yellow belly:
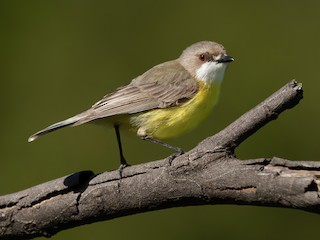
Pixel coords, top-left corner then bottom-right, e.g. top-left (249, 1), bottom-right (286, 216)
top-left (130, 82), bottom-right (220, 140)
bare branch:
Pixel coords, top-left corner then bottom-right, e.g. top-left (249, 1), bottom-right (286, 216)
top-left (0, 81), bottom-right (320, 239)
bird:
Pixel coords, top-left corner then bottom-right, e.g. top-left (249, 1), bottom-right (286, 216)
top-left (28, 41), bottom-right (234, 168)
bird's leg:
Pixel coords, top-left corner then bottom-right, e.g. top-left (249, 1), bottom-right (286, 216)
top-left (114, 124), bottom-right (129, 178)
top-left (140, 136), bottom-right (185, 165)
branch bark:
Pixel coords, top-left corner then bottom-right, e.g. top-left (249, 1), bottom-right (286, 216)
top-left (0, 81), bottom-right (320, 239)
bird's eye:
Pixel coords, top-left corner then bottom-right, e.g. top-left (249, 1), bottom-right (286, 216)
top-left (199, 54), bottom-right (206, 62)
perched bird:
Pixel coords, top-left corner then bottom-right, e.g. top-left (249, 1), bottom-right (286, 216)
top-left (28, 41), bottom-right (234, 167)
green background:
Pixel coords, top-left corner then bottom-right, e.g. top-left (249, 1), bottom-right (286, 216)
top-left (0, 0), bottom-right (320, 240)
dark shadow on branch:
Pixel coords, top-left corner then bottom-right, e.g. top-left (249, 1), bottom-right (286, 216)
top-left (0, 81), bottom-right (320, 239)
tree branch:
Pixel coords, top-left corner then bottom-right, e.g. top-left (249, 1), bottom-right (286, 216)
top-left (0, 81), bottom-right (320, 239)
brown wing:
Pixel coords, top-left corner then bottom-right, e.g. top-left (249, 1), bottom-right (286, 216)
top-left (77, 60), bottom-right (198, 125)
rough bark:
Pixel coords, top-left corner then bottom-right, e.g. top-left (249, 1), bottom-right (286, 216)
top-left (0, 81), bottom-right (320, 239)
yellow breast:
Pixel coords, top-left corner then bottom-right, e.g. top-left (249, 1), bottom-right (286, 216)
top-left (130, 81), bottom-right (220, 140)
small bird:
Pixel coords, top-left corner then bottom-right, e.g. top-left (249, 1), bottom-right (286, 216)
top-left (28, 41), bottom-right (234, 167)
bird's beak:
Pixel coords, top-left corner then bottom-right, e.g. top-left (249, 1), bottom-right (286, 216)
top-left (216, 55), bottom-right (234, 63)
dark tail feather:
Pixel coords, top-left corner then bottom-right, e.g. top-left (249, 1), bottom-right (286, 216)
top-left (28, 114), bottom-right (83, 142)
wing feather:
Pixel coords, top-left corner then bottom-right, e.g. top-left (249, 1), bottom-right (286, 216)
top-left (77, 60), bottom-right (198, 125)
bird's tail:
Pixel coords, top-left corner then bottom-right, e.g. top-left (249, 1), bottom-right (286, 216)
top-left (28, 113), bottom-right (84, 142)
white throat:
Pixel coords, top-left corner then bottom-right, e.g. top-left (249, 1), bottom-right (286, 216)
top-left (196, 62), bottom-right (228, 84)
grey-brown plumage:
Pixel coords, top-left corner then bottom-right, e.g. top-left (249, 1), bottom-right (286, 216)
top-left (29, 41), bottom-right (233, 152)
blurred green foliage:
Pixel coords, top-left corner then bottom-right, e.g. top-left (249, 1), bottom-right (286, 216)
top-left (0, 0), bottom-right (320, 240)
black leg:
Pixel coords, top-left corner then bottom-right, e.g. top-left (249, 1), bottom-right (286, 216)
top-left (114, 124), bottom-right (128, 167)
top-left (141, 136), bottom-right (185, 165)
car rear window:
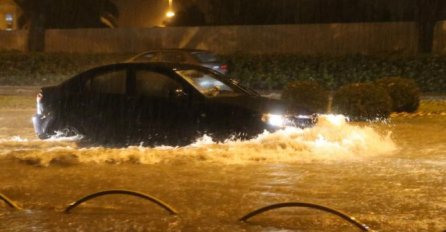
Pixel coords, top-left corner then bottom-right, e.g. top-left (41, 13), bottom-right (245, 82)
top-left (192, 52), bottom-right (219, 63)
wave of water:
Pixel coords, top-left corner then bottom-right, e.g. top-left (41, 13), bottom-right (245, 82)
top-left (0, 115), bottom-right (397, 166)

-------

**Task goal**
Filter the records above and copy out each line that contains the word "green".

**The solution**
green background:
blurred green foliage:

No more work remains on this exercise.